### [Required task]
State whether each statement below agrees with the VBA code passage, answering yes or no and quoting the exact words of the passage that decide it: 1. The outer loop advances through the rows two at a time. 2. At the exit point, the procedure leaves screen updating switched off. 3. The sorted table is written to the new sheet one row at a time.

### [Passage provided]
## BEGIN

For lCount = 1 To lRows Step 2
   lCount2 = lCount2 + 1
   'Cells are now copied from left to right.
   For lCount3 = 1 To lCols
      NewArray(lCount2, lCount3) = MyArray(lCount, lCount3)
   Next
Next

'We add a new sheet
Sheets.Add

'rTable is resized to the dimensions of NewArray
Set rTable = Range("A1").Resize(lNewRows, lCols)

'We insert the sorted table in one operation.
rTable.Value = NewArray

BeforeExit:
On Error Resume Next
Set rTable = Nothing
'Switch screen updating back on
Application.ScreenUpdating = True

Exit Sub
ErrorHandle:
MsgBox Err.Description & " Error in procedure DeleteEverySecondRow."
Resume BeforeExit
End Sub

Delete identical rows in a table

The next example is more complex, but probably more useful! It shows how you can delete rows by using certain criteria.

## END

### [Material provided]
## BEGIN

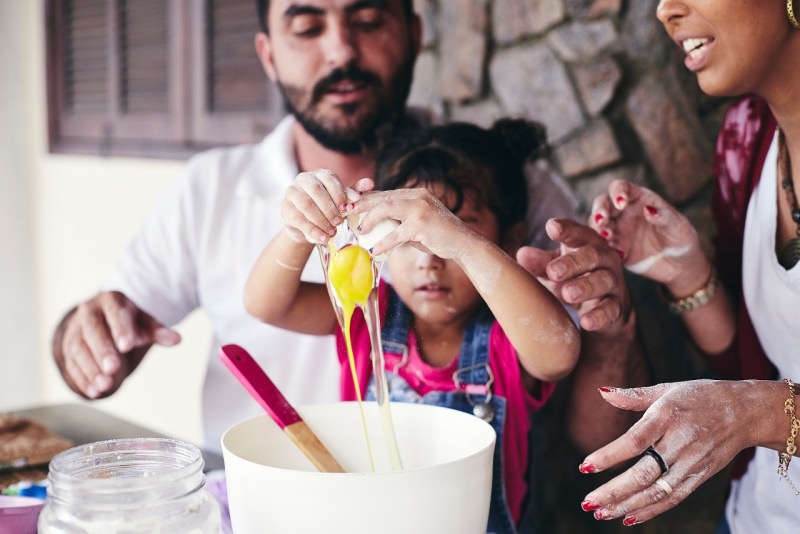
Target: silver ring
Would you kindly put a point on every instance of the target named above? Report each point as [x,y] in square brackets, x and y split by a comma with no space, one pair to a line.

## END

### [Written response]
1. Yes: "For lCount = 1 To lRows Step 2"
2. No: "Switch screen updating back on"
3. No: "We insert the sorted table in one operation."